- **Text to read**
Cardston Healing Garden closer to reality

·3 min read

A group of young adults who attended Cardston High School will soon see the first phase completed for a healing and educational project they began in school three years ago. In 2018, Kaydence Bird, Nicky Gros Ventre Boy, Cashius Hungry Wolf, Barry Iron Shirt, Avery Many Bears, Tommy Russell, Brody Scout, Acacia Soop, Sineese Twigg, and Kobe Shot Both Sides worked with their teacher, Mrs. Kara Baldwin, to initiate the creation of a monument and healing garden for downtown Cardston.

The monument is being built in accordance with the Truth and Reconciliation Initiative regarding the Residential School System, to “facilitate reconciliation among former students, their families, their communities, and all Canadians” (Truth and Reconciliation Commission of Canada). The Residential School system was a Canada-wide system of mandatory boarding schools for indigenous children, where they were stripped of their culture, stolen from family, and in some cases suffered terrible abuse. In 2008 the Canadian government offered a public apology and established the Truth and Reconciliation Commission (TRC) to uncover the truth of what happened in the residential schools. The TRC’s final report included 94 calls to action which urge all levels of government, and other bodies, to work together to repair the harm done.

The original team of students who began Cardston’s monument initiative were also drawn to the project as a way to share the truth of the Baker Massacre after learning about the horrific attack that took place in 1870. The Massacre took place near Shelby Montana when Major Eugene Baker and his regiment attacked a peaceful Blackfeet camp consisting mainly of elderly women and young children, murdering over 200 people. During further research, the students learned Natohkyiaaki (Holy Bear Woman) was one of the children who survived the Baker Massacre. Today, thousands of her descendants are members of the Kainai People or the Blood Tribe, and many also live in the Town of Cardston. The monument is meant to honour both the living and the dead, victims of the massacre and of the residential schools.

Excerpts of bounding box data
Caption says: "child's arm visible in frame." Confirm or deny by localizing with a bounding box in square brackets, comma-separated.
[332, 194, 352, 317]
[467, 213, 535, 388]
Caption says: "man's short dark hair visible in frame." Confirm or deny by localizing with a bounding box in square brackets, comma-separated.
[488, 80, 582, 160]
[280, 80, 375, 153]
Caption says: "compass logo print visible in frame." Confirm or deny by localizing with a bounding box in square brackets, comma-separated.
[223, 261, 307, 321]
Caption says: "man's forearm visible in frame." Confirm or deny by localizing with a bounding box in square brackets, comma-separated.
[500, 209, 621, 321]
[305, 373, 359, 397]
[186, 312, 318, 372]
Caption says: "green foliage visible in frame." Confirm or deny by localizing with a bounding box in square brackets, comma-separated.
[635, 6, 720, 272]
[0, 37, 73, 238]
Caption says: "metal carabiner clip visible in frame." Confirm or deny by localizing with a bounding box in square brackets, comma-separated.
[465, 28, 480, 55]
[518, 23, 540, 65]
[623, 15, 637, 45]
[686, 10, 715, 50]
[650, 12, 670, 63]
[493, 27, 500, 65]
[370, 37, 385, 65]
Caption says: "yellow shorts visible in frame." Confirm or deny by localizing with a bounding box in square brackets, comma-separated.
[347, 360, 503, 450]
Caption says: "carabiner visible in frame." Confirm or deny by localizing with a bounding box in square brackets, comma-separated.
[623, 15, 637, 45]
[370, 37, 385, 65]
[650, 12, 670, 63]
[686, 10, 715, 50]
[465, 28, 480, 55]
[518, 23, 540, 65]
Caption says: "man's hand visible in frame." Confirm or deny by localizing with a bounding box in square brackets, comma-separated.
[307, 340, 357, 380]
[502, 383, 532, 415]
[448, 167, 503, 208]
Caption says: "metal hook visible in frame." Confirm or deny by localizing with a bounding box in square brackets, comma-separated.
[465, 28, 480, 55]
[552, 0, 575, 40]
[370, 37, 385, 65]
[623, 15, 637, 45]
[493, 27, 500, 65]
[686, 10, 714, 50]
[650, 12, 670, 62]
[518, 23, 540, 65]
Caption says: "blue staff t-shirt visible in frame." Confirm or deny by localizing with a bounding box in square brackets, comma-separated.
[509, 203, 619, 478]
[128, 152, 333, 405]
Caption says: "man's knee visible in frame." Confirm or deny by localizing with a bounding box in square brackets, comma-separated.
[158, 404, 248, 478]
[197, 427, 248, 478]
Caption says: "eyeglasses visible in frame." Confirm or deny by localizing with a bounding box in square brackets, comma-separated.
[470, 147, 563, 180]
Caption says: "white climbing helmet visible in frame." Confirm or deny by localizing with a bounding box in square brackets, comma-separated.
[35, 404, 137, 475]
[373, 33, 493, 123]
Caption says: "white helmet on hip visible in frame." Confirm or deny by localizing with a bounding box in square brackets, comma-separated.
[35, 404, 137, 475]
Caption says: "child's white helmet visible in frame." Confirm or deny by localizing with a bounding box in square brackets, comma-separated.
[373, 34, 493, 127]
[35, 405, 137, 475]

- **Exercise**
Answer these questions about the Cardston healing garden article above:
1. In what year did the students start the project with their teacher?
2. How many calls to action did the TRC's final report include?
3. Which child survivor of the Baker Massacre did the students learn about?

- **Reply**
1. 2018
2. 94
3. Natohkyiaaki (Holy Bear Woman)